▶ **PROBLEM DESCRIPTION**
Select and copy each line in the listing below that contains the word "headlight".

________

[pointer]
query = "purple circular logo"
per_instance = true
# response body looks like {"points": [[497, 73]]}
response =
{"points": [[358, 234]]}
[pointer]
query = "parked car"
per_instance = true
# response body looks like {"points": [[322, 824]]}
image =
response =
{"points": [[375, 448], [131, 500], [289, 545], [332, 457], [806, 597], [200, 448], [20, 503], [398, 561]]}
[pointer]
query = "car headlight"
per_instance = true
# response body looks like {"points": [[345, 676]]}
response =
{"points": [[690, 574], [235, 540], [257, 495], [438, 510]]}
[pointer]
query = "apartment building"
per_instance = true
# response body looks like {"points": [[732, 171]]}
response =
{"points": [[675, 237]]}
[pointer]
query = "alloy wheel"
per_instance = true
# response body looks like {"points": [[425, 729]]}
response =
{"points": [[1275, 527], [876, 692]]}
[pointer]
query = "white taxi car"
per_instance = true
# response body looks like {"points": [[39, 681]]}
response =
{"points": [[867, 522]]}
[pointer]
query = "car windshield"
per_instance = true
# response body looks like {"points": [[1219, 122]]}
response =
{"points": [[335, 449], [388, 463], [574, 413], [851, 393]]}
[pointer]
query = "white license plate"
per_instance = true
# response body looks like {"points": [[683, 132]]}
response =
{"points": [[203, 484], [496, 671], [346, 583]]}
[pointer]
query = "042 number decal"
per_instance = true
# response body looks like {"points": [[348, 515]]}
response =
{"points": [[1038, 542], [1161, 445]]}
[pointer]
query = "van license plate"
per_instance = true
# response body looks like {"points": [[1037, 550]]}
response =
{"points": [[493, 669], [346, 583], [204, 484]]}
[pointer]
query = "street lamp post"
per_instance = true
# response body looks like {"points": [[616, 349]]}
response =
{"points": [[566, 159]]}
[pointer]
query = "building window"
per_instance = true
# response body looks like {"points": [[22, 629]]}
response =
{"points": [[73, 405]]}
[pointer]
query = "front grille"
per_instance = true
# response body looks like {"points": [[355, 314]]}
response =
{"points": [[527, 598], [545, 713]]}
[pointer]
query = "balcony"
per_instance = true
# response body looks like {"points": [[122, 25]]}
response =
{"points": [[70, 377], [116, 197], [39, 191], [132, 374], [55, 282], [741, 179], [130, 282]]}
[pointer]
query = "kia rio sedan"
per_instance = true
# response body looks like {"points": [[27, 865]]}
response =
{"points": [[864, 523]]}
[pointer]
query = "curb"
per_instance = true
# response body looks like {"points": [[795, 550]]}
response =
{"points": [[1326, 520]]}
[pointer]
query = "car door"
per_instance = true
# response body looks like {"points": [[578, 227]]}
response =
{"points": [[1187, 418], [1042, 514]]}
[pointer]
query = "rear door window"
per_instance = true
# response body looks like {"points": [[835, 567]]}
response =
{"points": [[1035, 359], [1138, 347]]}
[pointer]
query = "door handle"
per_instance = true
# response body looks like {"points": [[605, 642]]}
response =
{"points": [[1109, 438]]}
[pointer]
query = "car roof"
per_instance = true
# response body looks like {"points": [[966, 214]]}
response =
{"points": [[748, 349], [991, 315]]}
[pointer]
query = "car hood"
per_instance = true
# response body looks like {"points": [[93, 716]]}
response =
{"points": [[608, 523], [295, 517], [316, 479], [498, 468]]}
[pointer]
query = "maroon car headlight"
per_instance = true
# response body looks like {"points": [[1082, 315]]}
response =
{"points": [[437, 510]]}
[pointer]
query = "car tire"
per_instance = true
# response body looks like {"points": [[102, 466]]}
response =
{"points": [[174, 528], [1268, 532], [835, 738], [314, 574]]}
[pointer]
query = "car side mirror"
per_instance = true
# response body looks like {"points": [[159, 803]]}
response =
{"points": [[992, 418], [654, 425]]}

________

▶ **ANSWER TO THIS TASK**
query = "car headlight"
query = "maroon car headlight"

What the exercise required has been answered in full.